## Exercise prompt
Update the items below by replacing "innermost point" with "central point" wherever it appears, keeping everything else the same. Leave the pictures out of your answer.

## Data to process
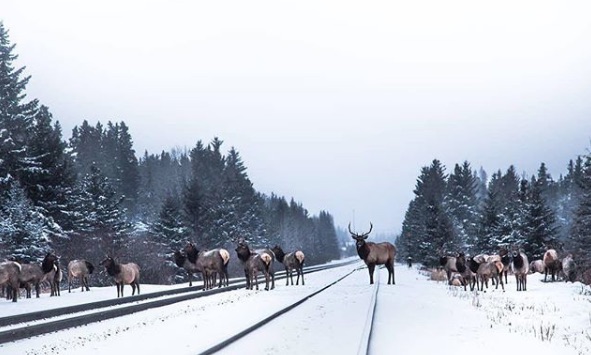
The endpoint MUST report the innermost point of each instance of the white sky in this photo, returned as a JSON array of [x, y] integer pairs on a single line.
[[335, 103]]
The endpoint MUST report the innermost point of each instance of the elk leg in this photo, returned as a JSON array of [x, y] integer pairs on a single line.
[[371, 268], [390, 268], [302, 273], [286, 277]]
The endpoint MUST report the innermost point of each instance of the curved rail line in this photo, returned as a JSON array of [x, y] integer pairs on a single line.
[[265, 321], [368, 328], [184, 294]]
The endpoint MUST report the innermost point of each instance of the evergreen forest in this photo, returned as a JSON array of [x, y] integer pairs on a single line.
[[467, 211], [92, 196]]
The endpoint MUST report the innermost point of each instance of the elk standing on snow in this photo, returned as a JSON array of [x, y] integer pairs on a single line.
[[254, 262], [569, 268], [79, 269], [9, 276], [551, 264], [375, 254], [182, 261], [210, 263], [520, 267], [124, 274], [291, 261], [53, 274]]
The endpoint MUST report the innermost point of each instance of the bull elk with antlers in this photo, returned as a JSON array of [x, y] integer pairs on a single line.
[[375, 254]]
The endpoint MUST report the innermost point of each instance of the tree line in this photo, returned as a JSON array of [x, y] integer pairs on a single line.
[[469, 212], [91, 196]]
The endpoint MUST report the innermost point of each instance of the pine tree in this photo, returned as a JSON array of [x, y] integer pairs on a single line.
[[16, 117], [540, 222], [580, 236], [23, 228], [102, 227], [429, 194], [50, 185], [462, 203], [169, 231]]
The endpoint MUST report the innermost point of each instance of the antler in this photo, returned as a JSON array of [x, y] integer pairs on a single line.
[[361, 235], [370, 228]]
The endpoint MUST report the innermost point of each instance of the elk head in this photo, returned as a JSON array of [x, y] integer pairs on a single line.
[[360, 238]]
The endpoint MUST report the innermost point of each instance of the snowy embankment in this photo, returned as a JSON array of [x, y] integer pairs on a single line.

## Output of the exercise
The endpoint MUST report the central point of each instance of the white sky in this photo, returned as a JSON array of [x, y] integer pairs on a single line.
[[335, 103]]
The endpoint MUST report the central point of each instance of the elk leg in this photo, returned as a JSON array of [x, y] integer pairs on a single line.
[[371, 268], [390, 268], [302, 273], [286, 277]]
The endpoint MUST report the central point of each instance of the curved rail line in this photo, returned as a JSON array of [x, y] integer pairs on a single line.
[[265, 321], [368, 328], [184, 294]]
The endpoint MUST report the central point of each instance of the evergreen forest in this photo, returned as a JSON array of [x, y] integer pairs on a single line.
[[467, 211], [92, 196]]
The endpoint MUST report the central point of each instance of the elk standing on snow in this photo, returned as a JSON array of [x, y] integer pairs on a single line.
[[254, 262], [569, 268], [79, 269], [9, 276], [551, 264], [375, 254], [182, 261], [210, 263], [520, 267], [124, 274], [291, 261], [53, 274]]
The endpoint MUST report the central point of each instance of the bull elk with antlers in this photo, returned as a JSON array of [x, y] integer pairs on a single line.
[[375, 254]]
The endpoint MUST report the central point of each instance of the tree line in this photo, returned as a JSON array of [x, y] integer pairs on a single line.
[[469, 212], [91, 196]]
The endpoint MUST report the central point of each instance of the pine tree in this photo, returned as a JSON array of [x, y] integer pairs on a single line.
[[16, 117], [540, 222], [580, 236], [23, 228], [102, 227], [429, 194], [50, 185], [462, 203], [169, 231]]
The endpoint MUST report the central point of each instance of the antler in this photo, returned as a JSON array of [x, y] integer pairs on a single line.
[[361, 235], [370, 228]]
The endpoint MUST report the central point of each instance of the elk head in this photo, returned as a JSON array of [x, y] integer pairs on a single line.
[[360, 238]]
The endpoint MUST report the central point of each instance of the snowy embankment in this photo, returned as a JSON array of [x, y] integer pairs on a single line.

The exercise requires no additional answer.